◆ Excerpted passage:
Tutorial: Non-Linear Regression Models in R |
Motivation:
The tutorial aims at illustrating how to use R to fit non-linear regression models that consist of several curves. How to fit such models is a recurring theme on the R-help mailing list. A few relevant inquiries from the list give an idea about the type of problems encountered:
The extension package drc (Ritz & Streibig, 2005) can be used to resolve these problems. Thus it can be seen as a useful supplement to the base R function nls.
Experiments, for example in biology, often produce a response measured at several positions on a scale, for instance a range of concentrations or a set of time points. Data from such experiments often exhibit curvature as the concentrations vary, be it exponential decrease/increase or horizontal asymptotes, and consequently non-linear regression models are required.
One example is dose-response experiments with different curves for different toxic substances. These experiments are modelled using symmetric or asymmetric sigmoidal function. The fitted curves are used to derive measures of toxicity, which often is the dose used to obtain a certain effect. Subsequently these measures are used to compare toxicity between the substances.
Another example is found in R in ?Puromycin where enzymatic reaction is measured over a range of substrate concentrations for two treatments. This is modelled using the Michaelis-Menten equation. Here interest could lie in investigating whether or not the two curves are identical, implying no difference between the treatments.
Outline:
A variety of functional relationships will be covered in the tutorial, including both built-in functions in drc and user-defined functions.
The factor grouping data into curves may be different herbicides, crops or treatments. In general differences between curves - if present - need not manifest themselves in all parameters. Sometimes this is convenient for interpretation of differences, one such situation is generalised parallelism. The tutorial will cover test procedures for comparing models as well as for assessing which parameters agree across curves within a model. Hypotheses that can be explored may involve one or more of the curves and one or more of the parameters in the non-linear function. More general model structures with several factors influencing the parameters may occur in large experiments. Specification of such models is also possible in drc.

◆ The data:
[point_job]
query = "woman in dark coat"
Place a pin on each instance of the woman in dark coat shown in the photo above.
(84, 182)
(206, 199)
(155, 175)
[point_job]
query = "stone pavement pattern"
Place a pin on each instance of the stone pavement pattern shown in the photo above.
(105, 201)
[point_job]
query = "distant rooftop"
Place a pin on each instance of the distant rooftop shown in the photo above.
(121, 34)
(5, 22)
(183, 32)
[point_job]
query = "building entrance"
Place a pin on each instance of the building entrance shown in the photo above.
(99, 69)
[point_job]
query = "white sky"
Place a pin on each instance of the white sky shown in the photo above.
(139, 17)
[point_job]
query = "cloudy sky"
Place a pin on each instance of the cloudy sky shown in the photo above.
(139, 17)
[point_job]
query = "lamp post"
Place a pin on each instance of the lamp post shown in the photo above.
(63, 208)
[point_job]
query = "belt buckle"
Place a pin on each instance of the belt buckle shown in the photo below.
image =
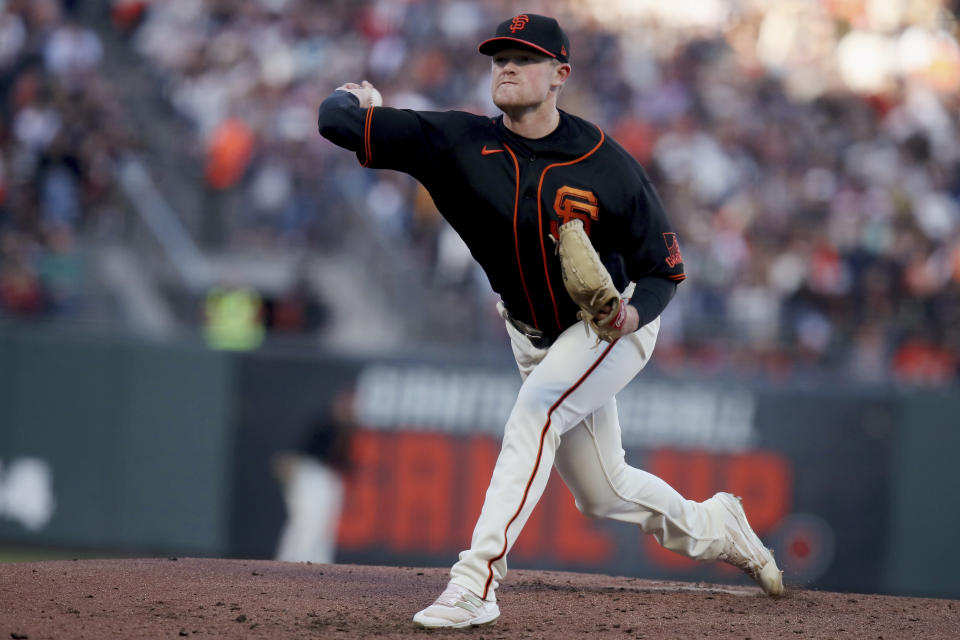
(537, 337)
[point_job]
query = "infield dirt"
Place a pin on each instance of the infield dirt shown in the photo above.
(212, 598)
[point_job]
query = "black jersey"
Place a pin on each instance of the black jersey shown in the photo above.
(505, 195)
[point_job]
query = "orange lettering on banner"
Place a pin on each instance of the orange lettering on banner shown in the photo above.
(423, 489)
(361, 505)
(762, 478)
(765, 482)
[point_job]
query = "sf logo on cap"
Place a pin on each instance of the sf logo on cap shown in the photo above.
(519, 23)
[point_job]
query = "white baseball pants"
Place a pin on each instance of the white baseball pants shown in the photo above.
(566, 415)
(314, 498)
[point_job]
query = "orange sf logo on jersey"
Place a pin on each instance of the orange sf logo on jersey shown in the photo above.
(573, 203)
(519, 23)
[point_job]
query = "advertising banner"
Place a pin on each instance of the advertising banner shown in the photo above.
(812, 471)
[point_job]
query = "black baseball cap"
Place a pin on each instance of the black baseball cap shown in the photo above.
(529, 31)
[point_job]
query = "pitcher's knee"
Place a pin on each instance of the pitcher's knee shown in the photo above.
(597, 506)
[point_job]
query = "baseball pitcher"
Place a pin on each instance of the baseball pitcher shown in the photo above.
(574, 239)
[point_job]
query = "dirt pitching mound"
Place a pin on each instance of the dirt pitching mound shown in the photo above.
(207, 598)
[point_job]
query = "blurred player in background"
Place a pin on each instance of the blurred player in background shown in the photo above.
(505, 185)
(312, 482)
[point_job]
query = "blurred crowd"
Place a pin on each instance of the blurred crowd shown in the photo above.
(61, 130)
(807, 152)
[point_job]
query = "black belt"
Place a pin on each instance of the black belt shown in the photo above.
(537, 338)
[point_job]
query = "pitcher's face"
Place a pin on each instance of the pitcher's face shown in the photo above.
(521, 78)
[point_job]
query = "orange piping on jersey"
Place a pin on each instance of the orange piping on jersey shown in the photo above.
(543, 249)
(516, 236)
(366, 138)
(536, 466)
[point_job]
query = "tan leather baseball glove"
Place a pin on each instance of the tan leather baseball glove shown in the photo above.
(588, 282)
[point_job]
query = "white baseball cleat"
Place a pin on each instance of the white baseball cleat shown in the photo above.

◆ Things to do:
1. What possible grouping factors for sorting data into curves does the non-linear regression tutorial name?
2. Could you echo the part of the non-linear regression tutorial between "One example is" and "between the substances.", inclusive?
3. Could you recast the paragraph of the non-linear regression tutorial that begins "Another example is found in R" as a short list that keeps its main facts?
The data aren't needed for anything here.

◆ Solved problems:
1. Different herbicides, crops, or treatments.

2.
One example is dose-response experiments with different curves for different toxic substances. These experiments are modelled using symmetric or asymmetric sigmoidal function. The fitted curves are used to derive measures of toxicity, which often is the dose used to obtain a certain effect. Subsequently these measures are used to compare toxicity between the substances.

3.
- Another example is in R under ?Puromycin.
- It measures enzymatic reaction over a range of substrate concentrations for two treatments.
- The Michaelis-Menten equation models it.
- One question of interest is whether the two curves are identical, which would mean no difference between the treatments.